§ **Complete the following**
(1) Update the bridging loan report between "Unregulated bridging loans" and "faster processing times.", inclusive, with "completion time" swapped for "turnaround time".
(2) Write the next part of the bridging loan report, starting after the point where it stops.

>> start Text to read

Bridging loan activity hits £150m in Q2

Bridging loan activity hits £150m in Q2

According to the latest data and analysis from Bridging Trends, during the second quarter of 2017, bridging loan activity peaked to £150.1m.

The figures show a 26% increase on first quarter gross lending and the highest level since Bridging Trends launched.
 
Activity during the second quarter of 2017 rocketed as bridging lenders brushed off potential volatility from Brexit and the UK general election to fulfil borrowers funding needs and fill a liquidity gap left by mainstream lenders.

However, average Loan-To-Value (LTV) levels dropped to a new low of 45.4% during Q2 2017, the lowest level since Q1 2015 as borrowers and lenders both took a more conservative approach.  Average monthly interest rates rose for the second consecutive month to 0.84%, from 0.83% in the previous quarter, but were lower than 0.88% during Q2 2016.

Refurbishments were the most popular reason for obtaining a bridging loan in Q2 2017, contributing to 27% of all lending as borrowers added value to existing and newly purchased properties. Mortgage delays were the second most popular reason for getting a bridging loan at 25%. This is the first time since Q1 2015 that mortgage delays were not the most popular reason for obtaining bridging finance.

Unregulated bridging loans accounted for 53.9% of lending in Q2 2017, compared to 49.3% in Q1 2017, reversing the 1st quarter blip where regulated loans exceeded unregulated loans. Aside from Q1 2017, unregulated loans have dominated the landscape, since Bridging Trends started.

The average completion time of a bridging loan application decreased by 11 days in the second quarter to 39 days, compared to 50 days in the first quarter.  This is consistent with the increase in unregulated activity, which typically has faster processing times.

Second legal charge lending increased to 17.2% of all loans during Q2 2017, up from 13.4% in Q1 2017, 16% in Q2 2016 and 14.9% in Q2 2015.

>> end Text to read
>> start Dataset rows

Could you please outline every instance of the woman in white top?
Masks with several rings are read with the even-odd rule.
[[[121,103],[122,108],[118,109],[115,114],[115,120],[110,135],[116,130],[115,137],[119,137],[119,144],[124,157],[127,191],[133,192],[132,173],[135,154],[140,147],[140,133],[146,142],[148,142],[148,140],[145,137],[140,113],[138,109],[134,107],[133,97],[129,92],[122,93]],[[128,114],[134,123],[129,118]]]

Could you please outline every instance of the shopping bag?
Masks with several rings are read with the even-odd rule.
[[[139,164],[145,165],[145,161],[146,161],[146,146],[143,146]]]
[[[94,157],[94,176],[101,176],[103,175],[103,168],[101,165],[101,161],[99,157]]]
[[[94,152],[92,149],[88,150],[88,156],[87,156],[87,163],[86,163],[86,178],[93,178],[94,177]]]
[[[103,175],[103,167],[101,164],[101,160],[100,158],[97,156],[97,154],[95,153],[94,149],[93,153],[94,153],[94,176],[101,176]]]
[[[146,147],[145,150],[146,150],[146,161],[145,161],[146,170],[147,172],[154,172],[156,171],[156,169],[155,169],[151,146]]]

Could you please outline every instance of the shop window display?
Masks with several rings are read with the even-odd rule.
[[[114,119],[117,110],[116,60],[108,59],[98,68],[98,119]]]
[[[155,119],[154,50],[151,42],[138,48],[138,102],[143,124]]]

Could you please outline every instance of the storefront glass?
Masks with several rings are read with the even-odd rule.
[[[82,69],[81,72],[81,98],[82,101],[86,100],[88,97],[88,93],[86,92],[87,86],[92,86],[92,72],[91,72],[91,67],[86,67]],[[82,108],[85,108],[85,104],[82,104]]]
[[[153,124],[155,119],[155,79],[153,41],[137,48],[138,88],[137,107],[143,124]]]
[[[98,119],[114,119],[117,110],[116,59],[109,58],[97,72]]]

>> end Dataset rows

§ **Written answers**
(1)
Unregulated bridging loans accounted for 53.9% of lending in Q2 2017, compared to 49.3% in Q1 2017, reversing the 1st quarter blip where regulated loans exceeded unregulated loans. Aside from Q1 2017, unregulated loans have dominated the landscape, since Bridging Trends started.

The average turnaround time of a bridging loan application decreased by 11 days in the second quarter to 39 days, compared to 50 days in the first quarter.  This is consistent with the increase in unregulated activity, which typically has faster processing times.

(2)
The average term of a bridging loan was 11 months during the second quarter, down from 12 months in the previous quarter.


Joshua Elash, director of bridging finance lender mtf, comments: “Demand for specialist finance remains strong. Notwithstanding a slight increase in the average monthly cost of credit to the consumer, which is up for the 2nd consecutive quarter.  Most interesting however, for the first time since reporting began, mortgage delays are not the most popular use of a bridging finance loan, having been replaced by refurbishment. Whilst it is too early to form any conclusions this may be indicative of a shift in the market, coming off the back of recent increases in stamp duties, and the changes to tax relief on buy to let property, more investors in this quarter focused on adding value to their existing investment properties.”

Paul McGonigle, Chief Executive of Positive Lending, comments: “I am not surprised that the report shows increased lending figures, particularly in the non-regulated refurbishment market. Brexit concerns appear to restrict some lenders where higher lending refurbishments on larger value stock are required.  

This has certainly been the growth area for Positive Lending, and whilst this reflects in the bridging sector too, with some lenders, there are others that have the experience and appetite to assist.  These tend to be shorter term lends than the report suggests but would also suggest that the riskier loan carries a weighted rate.  If we analyse our business split away from this sector, the rate would drop significantly to an average of 0.68%.”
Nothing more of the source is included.